**SHORT EXERCISE**:
Gather every line of the data below that contains the string "small", matching case exactly.

--- START DATA SHOWN ---

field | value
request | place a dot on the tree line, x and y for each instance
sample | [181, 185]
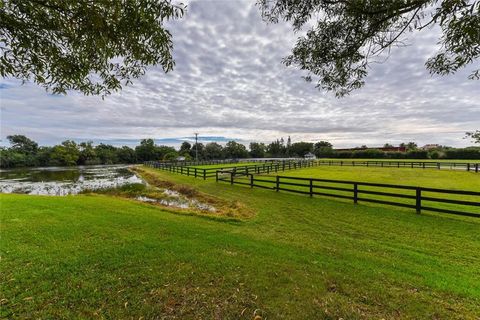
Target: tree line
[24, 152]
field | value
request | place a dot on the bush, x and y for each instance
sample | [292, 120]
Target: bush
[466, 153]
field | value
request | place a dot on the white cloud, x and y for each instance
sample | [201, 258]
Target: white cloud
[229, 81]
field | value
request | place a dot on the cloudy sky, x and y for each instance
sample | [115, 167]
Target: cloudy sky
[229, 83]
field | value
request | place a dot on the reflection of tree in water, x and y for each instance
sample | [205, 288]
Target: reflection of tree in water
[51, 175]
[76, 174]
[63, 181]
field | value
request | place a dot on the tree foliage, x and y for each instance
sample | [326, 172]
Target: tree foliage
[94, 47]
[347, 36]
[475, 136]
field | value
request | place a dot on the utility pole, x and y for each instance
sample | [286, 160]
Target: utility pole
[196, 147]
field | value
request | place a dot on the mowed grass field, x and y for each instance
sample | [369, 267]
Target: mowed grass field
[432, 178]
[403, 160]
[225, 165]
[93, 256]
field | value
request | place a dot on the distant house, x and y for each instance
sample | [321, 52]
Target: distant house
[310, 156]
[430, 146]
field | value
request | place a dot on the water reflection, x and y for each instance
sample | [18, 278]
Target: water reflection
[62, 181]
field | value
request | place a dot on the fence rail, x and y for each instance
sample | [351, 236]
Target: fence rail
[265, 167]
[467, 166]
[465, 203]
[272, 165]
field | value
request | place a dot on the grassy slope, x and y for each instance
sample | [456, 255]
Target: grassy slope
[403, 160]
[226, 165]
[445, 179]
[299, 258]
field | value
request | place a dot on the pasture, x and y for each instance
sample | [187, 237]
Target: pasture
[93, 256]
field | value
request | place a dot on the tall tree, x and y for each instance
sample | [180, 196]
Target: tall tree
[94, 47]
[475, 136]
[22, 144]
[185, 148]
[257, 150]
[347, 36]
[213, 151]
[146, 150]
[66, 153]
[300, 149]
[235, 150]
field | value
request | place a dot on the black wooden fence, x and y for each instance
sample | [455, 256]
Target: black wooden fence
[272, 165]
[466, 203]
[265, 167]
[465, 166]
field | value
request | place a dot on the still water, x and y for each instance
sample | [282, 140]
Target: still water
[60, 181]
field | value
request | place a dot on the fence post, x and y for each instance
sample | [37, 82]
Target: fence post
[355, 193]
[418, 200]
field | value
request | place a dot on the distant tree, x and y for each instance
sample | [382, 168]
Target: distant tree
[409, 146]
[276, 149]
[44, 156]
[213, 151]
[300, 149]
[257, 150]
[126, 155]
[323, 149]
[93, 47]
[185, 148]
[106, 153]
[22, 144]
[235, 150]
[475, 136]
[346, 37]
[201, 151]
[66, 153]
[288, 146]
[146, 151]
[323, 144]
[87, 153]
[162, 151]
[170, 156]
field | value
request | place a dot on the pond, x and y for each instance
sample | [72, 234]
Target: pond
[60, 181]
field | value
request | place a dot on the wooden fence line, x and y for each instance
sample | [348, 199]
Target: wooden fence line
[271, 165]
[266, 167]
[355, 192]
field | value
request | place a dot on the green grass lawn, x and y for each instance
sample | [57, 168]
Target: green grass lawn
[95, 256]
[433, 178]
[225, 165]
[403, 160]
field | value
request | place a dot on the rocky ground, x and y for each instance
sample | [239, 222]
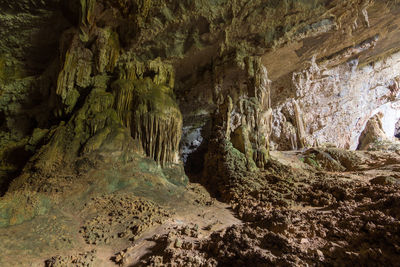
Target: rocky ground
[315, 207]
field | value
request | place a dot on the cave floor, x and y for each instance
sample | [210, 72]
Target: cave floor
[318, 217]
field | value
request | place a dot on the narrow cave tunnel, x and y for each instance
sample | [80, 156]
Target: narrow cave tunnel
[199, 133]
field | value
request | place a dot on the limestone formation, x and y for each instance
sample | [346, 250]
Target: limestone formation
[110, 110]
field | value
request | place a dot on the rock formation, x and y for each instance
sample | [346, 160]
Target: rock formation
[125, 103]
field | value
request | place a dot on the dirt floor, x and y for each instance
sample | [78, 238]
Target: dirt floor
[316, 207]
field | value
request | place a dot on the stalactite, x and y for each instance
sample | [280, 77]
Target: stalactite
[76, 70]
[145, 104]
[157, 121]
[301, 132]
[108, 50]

--- END DATA SHOWN ---
--- START DATA SHOWN ---

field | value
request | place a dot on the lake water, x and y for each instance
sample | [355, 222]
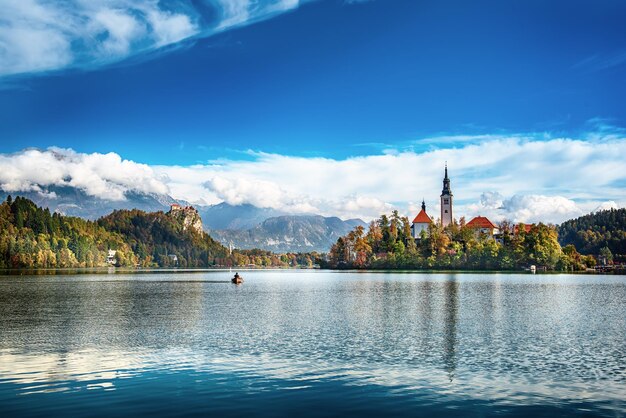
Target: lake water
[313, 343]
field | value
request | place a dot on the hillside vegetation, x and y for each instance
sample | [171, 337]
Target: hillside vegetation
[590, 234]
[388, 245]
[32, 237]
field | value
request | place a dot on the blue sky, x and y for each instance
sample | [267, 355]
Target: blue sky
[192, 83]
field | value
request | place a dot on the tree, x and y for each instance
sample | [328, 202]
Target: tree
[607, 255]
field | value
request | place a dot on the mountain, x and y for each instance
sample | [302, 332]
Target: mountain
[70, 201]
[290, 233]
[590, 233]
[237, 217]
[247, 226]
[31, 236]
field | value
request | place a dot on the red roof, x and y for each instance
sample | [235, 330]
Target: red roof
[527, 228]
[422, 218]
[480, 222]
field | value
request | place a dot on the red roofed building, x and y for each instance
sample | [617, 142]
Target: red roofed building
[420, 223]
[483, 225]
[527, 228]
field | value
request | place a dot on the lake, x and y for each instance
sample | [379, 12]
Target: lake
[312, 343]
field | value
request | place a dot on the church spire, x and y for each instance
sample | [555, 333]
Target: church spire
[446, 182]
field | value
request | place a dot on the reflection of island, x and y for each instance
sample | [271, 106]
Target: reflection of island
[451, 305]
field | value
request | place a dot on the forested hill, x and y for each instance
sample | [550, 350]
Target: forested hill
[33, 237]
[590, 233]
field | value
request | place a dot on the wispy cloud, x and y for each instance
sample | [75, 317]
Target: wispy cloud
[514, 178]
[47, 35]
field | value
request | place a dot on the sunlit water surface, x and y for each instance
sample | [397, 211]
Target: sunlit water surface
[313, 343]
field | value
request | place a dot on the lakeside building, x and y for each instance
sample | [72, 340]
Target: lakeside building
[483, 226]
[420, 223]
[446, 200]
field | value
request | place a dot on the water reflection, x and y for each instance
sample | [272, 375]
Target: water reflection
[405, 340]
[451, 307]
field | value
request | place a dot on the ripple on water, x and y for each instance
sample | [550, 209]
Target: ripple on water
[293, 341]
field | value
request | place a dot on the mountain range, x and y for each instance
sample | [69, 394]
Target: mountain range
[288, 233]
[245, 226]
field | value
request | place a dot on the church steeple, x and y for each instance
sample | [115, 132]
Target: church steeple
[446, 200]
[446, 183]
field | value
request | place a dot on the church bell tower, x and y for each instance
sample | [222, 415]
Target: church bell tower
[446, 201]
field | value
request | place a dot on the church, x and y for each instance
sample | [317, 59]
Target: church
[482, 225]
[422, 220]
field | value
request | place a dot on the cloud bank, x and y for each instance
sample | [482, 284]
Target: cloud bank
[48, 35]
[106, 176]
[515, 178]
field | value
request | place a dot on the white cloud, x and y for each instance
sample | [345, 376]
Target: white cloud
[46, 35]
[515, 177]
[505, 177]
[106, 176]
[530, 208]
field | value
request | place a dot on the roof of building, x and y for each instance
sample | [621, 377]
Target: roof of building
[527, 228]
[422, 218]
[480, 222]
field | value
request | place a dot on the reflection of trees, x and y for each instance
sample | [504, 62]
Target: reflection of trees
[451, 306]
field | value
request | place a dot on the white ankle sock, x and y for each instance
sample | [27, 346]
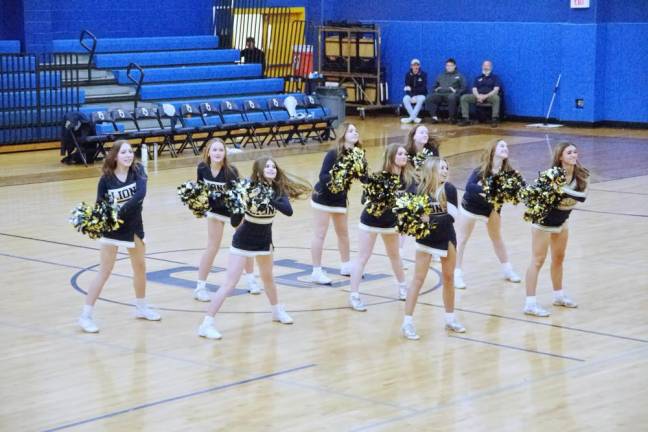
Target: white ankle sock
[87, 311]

--- END DATA SHOWN ---
--- START DATA SHOWN ---

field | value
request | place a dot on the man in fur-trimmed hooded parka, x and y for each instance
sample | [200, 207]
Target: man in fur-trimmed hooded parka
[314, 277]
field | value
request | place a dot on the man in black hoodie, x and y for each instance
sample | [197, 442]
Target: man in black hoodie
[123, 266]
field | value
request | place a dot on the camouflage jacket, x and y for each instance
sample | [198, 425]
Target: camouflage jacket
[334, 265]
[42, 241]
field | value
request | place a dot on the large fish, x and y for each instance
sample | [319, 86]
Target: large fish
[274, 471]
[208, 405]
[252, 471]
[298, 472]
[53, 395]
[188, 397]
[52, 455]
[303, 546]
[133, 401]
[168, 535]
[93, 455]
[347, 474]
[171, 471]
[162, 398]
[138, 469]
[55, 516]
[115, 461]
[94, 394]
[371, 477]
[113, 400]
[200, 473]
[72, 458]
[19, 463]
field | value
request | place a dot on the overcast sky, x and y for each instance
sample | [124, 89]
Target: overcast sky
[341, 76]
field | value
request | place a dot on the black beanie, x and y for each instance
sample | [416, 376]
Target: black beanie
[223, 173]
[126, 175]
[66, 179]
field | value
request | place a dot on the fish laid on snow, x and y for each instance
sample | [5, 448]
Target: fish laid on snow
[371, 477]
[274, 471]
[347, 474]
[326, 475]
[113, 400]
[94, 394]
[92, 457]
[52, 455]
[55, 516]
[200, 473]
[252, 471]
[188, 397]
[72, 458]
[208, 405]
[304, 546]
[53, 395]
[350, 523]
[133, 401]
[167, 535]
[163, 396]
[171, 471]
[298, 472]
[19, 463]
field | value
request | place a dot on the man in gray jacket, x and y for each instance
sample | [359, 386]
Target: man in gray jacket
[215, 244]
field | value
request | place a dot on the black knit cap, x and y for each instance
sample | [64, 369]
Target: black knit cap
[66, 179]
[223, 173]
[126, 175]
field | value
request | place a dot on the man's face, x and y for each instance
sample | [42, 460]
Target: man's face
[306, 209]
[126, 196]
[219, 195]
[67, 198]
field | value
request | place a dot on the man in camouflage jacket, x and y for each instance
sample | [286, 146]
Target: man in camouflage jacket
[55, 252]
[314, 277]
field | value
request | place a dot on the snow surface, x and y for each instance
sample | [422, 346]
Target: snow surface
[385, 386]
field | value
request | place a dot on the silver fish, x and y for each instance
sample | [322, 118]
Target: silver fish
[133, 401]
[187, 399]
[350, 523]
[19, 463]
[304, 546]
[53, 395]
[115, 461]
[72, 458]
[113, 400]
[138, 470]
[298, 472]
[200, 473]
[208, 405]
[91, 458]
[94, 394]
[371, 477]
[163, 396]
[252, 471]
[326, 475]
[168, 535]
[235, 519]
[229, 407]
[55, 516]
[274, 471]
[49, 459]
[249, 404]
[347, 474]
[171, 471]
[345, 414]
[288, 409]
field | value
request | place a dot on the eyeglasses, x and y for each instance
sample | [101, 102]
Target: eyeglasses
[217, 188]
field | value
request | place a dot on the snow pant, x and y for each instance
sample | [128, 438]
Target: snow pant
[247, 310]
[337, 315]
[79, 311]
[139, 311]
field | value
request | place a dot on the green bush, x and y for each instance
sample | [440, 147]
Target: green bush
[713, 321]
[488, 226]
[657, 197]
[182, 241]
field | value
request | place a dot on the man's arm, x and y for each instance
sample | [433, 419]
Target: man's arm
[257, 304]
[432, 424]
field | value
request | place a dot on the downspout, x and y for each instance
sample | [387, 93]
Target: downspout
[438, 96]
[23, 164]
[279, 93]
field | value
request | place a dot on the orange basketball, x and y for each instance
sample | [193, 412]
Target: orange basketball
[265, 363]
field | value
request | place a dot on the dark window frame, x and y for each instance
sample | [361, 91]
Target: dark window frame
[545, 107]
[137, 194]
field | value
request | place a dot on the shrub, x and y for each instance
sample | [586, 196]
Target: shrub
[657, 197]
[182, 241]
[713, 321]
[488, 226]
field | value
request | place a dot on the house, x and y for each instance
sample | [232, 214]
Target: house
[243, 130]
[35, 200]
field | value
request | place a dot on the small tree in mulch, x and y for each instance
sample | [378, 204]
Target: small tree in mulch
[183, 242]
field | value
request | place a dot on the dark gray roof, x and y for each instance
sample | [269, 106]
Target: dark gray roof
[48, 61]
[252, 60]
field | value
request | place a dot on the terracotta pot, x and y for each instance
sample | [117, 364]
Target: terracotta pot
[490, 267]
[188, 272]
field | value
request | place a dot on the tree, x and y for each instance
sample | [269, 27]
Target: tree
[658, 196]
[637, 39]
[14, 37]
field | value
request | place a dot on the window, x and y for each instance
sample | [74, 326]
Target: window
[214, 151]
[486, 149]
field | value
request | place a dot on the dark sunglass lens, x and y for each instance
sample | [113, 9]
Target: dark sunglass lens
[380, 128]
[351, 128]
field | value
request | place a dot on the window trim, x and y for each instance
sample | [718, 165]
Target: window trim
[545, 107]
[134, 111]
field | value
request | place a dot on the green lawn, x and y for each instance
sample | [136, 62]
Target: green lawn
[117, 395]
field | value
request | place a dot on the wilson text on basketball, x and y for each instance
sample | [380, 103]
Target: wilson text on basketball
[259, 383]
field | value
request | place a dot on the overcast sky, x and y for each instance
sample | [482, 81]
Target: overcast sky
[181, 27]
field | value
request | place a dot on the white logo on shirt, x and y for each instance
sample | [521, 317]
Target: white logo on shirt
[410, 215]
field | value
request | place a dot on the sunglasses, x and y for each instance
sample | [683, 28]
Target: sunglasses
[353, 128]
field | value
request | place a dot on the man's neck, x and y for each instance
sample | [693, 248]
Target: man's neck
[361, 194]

--- END DATA SHOWN ---

**WRITTEN SOLUTION**:
request | place a dot on the small tree in mulch, x and y for each instance
Target: small tree in mulch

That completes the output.